TASK DIRECTIONS » Could you update the records from the beginning up to and including the line with "x=148 y=160", replacing "black sneaker" with "dark sneaker" and leaving everything else unchanged? Reproduce only those lines, without the pictures.

EXTRACTED ENTRIES »
..........
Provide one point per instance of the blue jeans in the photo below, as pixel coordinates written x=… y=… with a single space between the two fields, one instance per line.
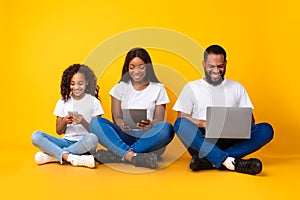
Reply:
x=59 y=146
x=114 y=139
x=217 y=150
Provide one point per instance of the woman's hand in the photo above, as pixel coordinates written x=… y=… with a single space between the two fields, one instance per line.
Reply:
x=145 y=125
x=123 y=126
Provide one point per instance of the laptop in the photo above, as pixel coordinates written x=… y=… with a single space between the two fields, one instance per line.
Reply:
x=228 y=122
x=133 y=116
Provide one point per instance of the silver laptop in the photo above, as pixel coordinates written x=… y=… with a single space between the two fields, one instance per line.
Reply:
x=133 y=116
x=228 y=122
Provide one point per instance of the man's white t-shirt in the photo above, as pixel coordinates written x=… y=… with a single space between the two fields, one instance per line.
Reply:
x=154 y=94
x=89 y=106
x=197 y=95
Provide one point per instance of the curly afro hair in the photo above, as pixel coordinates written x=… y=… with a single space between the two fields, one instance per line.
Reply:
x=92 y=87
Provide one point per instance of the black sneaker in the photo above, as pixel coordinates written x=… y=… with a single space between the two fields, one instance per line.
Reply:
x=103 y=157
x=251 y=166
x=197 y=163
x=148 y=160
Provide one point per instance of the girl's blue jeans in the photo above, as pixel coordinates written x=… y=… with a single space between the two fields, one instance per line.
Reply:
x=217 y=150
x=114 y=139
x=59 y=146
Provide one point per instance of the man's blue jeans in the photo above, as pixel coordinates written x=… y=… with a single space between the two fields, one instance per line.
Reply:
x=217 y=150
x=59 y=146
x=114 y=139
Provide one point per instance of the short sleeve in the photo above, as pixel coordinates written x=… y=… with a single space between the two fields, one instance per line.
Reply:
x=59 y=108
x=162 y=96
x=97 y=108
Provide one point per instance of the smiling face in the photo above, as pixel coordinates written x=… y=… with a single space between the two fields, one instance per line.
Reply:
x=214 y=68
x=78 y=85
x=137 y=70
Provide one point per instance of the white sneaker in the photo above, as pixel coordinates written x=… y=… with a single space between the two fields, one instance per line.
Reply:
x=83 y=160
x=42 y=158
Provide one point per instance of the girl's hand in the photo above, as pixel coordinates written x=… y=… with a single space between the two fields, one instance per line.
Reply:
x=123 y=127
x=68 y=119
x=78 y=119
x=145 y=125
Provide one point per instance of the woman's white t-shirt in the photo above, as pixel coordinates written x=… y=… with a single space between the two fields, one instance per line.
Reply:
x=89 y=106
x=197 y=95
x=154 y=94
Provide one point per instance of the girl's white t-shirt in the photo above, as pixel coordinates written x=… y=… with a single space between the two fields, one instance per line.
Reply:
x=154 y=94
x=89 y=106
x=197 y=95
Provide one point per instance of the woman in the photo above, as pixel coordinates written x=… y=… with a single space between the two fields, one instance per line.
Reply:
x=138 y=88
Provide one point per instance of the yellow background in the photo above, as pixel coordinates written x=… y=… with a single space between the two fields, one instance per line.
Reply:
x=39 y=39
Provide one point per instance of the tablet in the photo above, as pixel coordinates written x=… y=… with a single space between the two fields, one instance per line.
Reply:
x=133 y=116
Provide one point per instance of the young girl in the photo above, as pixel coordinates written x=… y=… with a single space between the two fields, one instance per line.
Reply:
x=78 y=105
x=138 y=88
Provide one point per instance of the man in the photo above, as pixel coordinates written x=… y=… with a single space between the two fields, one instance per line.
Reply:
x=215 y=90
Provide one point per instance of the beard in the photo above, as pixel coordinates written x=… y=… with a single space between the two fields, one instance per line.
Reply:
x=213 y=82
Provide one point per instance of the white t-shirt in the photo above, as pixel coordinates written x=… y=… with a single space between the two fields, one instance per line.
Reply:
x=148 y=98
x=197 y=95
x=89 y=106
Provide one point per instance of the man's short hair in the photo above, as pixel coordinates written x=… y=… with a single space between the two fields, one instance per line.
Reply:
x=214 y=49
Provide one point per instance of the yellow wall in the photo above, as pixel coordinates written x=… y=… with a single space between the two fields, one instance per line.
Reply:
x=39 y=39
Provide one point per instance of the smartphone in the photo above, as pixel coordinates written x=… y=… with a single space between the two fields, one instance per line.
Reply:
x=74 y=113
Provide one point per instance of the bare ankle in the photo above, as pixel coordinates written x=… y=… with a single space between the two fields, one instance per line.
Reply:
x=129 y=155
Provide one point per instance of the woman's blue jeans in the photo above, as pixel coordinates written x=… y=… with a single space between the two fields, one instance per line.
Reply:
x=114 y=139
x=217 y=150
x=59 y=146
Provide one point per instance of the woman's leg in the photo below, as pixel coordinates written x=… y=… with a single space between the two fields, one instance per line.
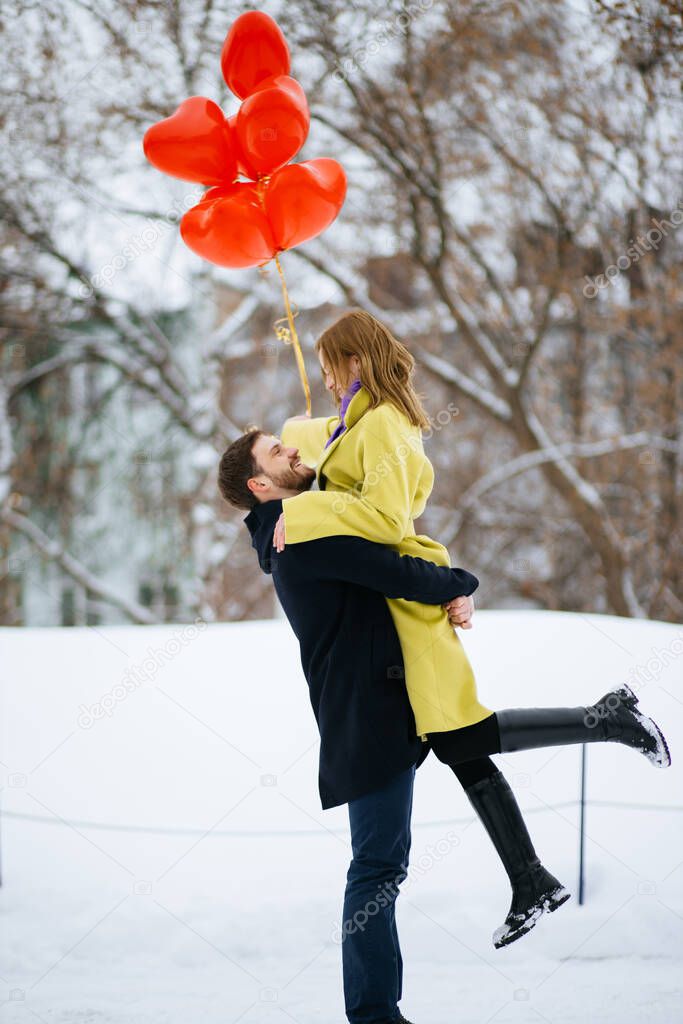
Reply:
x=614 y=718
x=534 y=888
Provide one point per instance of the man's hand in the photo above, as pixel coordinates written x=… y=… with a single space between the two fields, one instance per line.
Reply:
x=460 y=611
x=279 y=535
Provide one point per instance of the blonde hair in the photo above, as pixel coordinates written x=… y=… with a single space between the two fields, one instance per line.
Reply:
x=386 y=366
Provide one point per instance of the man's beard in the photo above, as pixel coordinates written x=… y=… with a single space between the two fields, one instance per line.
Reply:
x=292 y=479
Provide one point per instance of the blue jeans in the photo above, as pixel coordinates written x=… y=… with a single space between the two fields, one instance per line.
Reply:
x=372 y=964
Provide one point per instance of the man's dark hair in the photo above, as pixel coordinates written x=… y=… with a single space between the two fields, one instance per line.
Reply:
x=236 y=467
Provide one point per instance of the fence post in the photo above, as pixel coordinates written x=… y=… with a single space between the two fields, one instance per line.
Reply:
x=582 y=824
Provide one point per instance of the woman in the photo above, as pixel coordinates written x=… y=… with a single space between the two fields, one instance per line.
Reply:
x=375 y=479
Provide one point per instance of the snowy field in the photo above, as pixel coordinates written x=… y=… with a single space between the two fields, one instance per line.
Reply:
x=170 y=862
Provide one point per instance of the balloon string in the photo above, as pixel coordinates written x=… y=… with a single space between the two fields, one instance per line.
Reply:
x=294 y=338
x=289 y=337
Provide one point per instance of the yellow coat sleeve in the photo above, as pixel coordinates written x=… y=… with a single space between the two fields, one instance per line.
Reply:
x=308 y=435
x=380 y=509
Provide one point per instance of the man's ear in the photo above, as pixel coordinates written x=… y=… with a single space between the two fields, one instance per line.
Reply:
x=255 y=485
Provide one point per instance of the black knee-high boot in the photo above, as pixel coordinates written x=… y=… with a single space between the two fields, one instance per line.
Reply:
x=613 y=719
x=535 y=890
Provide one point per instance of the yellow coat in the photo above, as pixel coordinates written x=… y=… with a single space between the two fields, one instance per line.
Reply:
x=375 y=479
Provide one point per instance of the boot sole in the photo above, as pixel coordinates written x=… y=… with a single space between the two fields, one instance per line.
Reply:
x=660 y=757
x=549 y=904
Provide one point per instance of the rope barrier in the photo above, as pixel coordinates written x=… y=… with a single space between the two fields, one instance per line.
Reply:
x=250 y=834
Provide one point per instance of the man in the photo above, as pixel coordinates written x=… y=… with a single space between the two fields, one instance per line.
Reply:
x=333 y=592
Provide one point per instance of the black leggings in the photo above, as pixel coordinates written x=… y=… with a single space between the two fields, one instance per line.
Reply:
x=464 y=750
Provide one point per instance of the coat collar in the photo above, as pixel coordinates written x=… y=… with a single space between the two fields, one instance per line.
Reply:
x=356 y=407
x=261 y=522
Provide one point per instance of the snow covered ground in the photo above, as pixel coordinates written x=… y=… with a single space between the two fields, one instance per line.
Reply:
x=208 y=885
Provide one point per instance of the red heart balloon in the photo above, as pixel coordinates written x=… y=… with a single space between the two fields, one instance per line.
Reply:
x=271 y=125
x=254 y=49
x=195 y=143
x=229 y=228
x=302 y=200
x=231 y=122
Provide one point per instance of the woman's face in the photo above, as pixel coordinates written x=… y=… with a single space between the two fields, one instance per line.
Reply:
..........
RESPONSE »
Provide one point per instance of the blue jeans in the photo below, as pixel coordinates written x=… y=… with a single space between the two fields, one instance per line.
Reply:
x=59 y=146
x=114 y=139
x=217 y=150
Provide one point per instance of the woman's hand in the photo above, as pixel coordinates written x=… y=… with a single space between the two fields, one instance per line.
Reply:
x=145 y=125
x=123 y=126
Provide one point per instance of the laptop in the photo above, as pixel coordinates written x=… y=… with a single space between the two fields, one instance per line.
Reply:
x=228 y=122
x=133 y=116
Provide one point per instance of the silver laptop in the photo above, as pixel coordinates written x=… y=… with a single space between the two fields, one instance per line.
Reply:
x=133 y=116
x=228 y=122
Provide one point per instance of the man's white t-shirt in the photo above, as pixel coordinates written x=… y=… with a single space between the two fields, one instance per line.
Reply:
x=154 y=94
x=89 y=106
x=197 y=95
Provide one point per instance of the curly afro hair in the photo above, as pixel coordinates written x=… y=… with a single space between the two fields, one instance per line.
Reply:
x=92 y=87
Provide one point per instance of the dark sneaker in the photo above, as pixel coordinates written x=… y=… with a single space between the two fields, one instance per line.
Reply:
x=103 y=157
x=251 y=166
x=197 y=163
x=148 y=160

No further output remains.